* Given records *

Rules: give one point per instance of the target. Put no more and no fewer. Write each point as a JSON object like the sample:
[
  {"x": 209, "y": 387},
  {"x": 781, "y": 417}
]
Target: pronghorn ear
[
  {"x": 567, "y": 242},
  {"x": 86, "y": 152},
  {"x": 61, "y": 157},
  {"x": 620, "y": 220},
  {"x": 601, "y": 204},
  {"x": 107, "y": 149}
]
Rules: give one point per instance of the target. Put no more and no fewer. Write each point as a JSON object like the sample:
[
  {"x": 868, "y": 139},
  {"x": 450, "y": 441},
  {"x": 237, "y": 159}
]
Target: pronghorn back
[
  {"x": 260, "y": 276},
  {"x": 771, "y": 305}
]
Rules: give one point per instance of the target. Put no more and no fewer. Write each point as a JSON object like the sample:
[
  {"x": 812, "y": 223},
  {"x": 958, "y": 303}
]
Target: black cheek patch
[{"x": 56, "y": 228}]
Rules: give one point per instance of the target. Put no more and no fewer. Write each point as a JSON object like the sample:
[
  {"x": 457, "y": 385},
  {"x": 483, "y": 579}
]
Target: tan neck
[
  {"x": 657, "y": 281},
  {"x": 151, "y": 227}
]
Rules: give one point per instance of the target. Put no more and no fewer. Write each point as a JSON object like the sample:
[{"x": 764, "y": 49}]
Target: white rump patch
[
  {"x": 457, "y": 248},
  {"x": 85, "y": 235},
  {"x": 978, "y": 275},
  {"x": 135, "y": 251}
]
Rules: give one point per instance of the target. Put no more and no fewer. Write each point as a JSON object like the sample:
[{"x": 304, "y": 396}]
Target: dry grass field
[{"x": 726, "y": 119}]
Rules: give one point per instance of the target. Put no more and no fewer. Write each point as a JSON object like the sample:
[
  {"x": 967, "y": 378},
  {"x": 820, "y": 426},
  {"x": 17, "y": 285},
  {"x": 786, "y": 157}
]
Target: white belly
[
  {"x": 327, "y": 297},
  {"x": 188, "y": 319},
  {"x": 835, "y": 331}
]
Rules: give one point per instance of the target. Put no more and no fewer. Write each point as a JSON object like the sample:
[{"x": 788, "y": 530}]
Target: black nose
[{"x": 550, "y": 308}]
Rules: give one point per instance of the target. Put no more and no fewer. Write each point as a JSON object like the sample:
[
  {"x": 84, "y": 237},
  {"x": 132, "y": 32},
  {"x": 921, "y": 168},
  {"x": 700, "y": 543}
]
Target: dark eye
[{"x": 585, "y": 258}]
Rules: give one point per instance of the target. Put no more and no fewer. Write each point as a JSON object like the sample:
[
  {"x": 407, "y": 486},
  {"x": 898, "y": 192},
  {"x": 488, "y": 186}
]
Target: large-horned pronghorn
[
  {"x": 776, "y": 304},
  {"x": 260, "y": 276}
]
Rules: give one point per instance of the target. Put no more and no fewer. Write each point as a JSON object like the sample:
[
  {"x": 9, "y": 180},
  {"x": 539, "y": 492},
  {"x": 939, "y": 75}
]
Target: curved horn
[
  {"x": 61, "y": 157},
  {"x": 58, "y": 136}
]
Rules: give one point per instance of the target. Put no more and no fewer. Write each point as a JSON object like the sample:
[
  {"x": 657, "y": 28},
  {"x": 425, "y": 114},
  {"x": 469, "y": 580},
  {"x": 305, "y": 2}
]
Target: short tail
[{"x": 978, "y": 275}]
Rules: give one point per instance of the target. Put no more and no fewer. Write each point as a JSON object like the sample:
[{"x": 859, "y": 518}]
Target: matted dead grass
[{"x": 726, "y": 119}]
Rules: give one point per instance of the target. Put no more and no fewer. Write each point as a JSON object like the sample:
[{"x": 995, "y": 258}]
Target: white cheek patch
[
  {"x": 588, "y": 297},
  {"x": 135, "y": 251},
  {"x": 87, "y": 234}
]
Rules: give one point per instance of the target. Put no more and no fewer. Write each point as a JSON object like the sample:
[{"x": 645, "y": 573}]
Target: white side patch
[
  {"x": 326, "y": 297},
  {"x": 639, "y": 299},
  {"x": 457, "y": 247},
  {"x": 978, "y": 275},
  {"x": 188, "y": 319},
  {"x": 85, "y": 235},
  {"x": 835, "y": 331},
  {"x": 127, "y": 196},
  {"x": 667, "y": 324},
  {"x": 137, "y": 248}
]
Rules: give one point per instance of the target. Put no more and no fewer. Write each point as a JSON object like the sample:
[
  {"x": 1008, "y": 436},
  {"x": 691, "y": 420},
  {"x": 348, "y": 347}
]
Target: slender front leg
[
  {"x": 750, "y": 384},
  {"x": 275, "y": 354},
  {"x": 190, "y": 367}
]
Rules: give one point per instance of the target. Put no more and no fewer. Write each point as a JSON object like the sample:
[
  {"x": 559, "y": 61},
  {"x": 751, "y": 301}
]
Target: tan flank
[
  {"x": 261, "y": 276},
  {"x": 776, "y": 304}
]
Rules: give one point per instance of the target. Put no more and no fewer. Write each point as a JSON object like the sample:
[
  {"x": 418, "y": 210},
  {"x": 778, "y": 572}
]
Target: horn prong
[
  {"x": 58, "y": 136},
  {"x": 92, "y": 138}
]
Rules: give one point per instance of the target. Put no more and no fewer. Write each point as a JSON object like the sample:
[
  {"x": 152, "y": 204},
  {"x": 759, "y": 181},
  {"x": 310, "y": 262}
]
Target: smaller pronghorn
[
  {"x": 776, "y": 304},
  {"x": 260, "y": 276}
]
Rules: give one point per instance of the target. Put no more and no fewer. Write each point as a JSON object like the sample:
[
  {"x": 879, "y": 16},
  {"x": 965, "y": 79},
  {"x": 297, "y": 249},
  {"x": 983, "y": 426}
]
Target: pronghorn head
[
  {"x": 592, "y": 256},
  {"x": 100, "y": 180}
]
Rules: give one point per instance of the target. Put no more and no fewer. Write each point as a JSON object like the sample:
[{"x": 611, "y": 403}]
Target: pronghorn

* What is expected *
Please transcribe the listing in full. Keep each line exact.

* Exercise result *
Rules: give one point per instance of the target. Put no more and no fewer. Write each point as a JSON object like the sample:
[
  {"x": 209, "y": 387},
  {"x": 781, "y": 417}
]
Target: pronghorn ear
[
  {"x": 567, "y": 242},
  {"x": 86, "y": 152},
  {"x": 61, "y": 157},
  {"x": 620, "y": 220},
  {"x": 601, "y": 204},
  {"x": 107, "y": 149}
]
Rules: give one point per instance of the target. Put no more and no fewer. Write each point as a JSON object like the sample:
[
  {"x": 868, "y": 139},
  {"x": 450, "y": 441},
  {"x": 237, "y": 159}
]
Target: pronghorn back
[
  {"x": 260, "y": 276},
  {"x": 771, "y": 305}
]
Rules: give one point per instance of the target. Put no more and no fewer. Write each point as a JSON object like the sample:
[
  {"x": 812, "y": 223},
  {"x": 958, "y": 303}
]
Target: black cheek patch
[{"x": 56, "y": 228}]
Rules: give one point per instance of the target. Put no more and no fewer. Write each point as a JSON object like the sample:
[
  {"x": 457, "y": 385},
  {"x": 483, "y": 579}
]
Target: tan neck
[
  {"x": 657, "y": 281},
  {"x": 151, "y": 227}
]
Rules: give one point per instance of the target. Put no more and no fewer. Write each point as a JSON object like the sample:
[{"x": 764, "y": 49}]
Target: white rump patch
[
  {"x": 457, "y": 248},
  {"x": 85, "y": 235},
  {"x": 978, "y": 275},
  {"x": 135, "y": 251}
]
Rules: give one point per instance of the target. Put no more and no fewer. Write each point as a JSON object like the sample:
[{"x": 304, "y": 396}]
Target: dry grass field
[{"x": 726, "y": 119}]
Rules: give one point per instance of the target. Put no more and no fewer. Write each point as a JSON object like the sample:
[
  {"x": 967, "y": 378},
  {"x": 820, "y": 426},
  {"x": 17, "y": 285},
  {"x": 786, "y": 157}
]
Target: white belly
[
  {"x": 327, "y": 297},
  {"x": 188, "y": 319},
  {"x": 835, "y": 331}
]
Rules: give one point per instance of the target. Put no more and no fewer. Write each point as a JSON object like the sample:
[{"x": 788, "y": 530}]
Target: black nose
[{"x": 550, "y": 308}]
Rules: give one point per instance of the target. Put no more and no fewer. Write each point as a JSON object like the sample:
[
  {"x": 84, "y": 237},
  {"x": 132, "y": 32},
  {"x": 921, "y": 168},
  {"x": 700, "y": 543}
]
Target: dark eye
[{"x": 585, "y": 258}]
Rules: give one point per instance of the target. Put no more and no fewer. Write each point as a JSON object like the sample:
[
  {"x": 407, "y": 486},
  {"x": 898, "y": 192},
  {"x": 488, "y": 186}
]
Target: large-horned pronghorn
[
  {"x": 776, "y": 304},
  {"x": 260, "y": 276}
]
Rules: give one point per instance of the target. Put no more and no fewer. Write each point as a JSON object like the sample:
[
  {"x": 9, "y": 180},
  {"x": 539, "y": 492},
  {"x": 939, "y": 75}
]
Target: curved horn
[
  {"x": 61, "y": 157},
  {"x": 58, "y": 136}
]
Rules: give one point per instance of the target. Put no more and no fewer. Write each point as a JSON object like the sample:
[
  {"x": 657, "y": 28},
  {"x": 425, "y": 114},
  {"x": 469, "y": 580},
  {"x": 305, "y": 2}
]
Target: short tail
[{"x": 978, "y": 275}]
Rules: give one point per instance of the target. Put no more and no fewer. Write each point as a JSON object like the sample:
[{"x": 859, "y": 518}]
Target: matted dead grass
[{"x": 726, "y": 119}]
Rules: give one point per instance of the target. Put no more and no fewer. Write each point as a JSON object like the sample:
[{"x": 995, "y": 258}]
Target: white cheek patch
[
  {"x": 588, "y": 297},
  {"x": 135, "y": 251},
  {"x": 87, "y": 234}
]
Rules: give one point per instance of the target. Put no more and no fewer. Write each point as a JSON object like the sample:
[{"x": 645, "y": 573}]
Target: white side patch
[
  {"x": 326, "y": 297},
  {"x": 639, "y": 299},
  {"x": 457, "y": 247},
  {"x": 978, "y": 275},
  {"x": 188, "y": 319},
  {"x": 85, "y": 235},
  {"x": 835, "y": 331},
  {"x": 127, "y": 196},
  {"x": 667, "y": 324},
  {"x": 137, "y": 248}
]
Rules: give one point per instance of the target. Put no more and no fewer. Write each point as a JSON object like the sample:
[
  {"x": 1008, "y": 436},
  {"x": 691, "y": 420},
  {"x": 348, "y": 347}
]
Target: slender front leg
[
  {"x": 750, "y": 384},
  {"x": 275, "y": 354},
  {"x": 190, "y": 367}
]
Rules: give one point per instance of the target. Put no more and no fewer. Write each point as a JSON object like the sample:
[
  {"x": 559, "y": 61},
  {"x": 751, "y": 301}
]
Target: tan flank
[
  {"x": 261, "y": 276},
  {"x": 776, "y": 304}
]
Rules: give one point per instance of the target. Put no more and no fewer. Write each point as a JSON object like the sample:
[
  {"x": 418, "y": 210},
  {"x": 778, "y": 572}
]
Target: horn prong
[
  {"x": 58, "y": 136},
  {"x": 92, "y": 138}
]
Rules: give one point per instance of the target. Put no more and no fewer. Write each point as a JSON object like the sample:
[
  {"x": 152, "y": 204},
  {"x": 759, "y": 181},
  {"x": 310, "y": 262}
]
Target: smaller pronghorn
[
  {"x": 776, "y": 304},
  {"x": 260, "y": 276}
]
Rules: give one point per instance of the target. Put no more and no fewer. Write each point as a JSON object like the sample:
[
  {"x": 879, "y": 16},
  {"x": 965, "y": 79},
  {"x": 297, "y": 249},
  {"x": 983, "y": 426}
]
Target: pronghorn head
[
  {"x": 592, "y": 256},
  {"x": 100, "y": 180}
]
Rules: give one point per instance of the target. Put no more and no fewer. Write each point as a JSON object like the sample:
[{"x": 611, "y": 403}]
Target: pronghorn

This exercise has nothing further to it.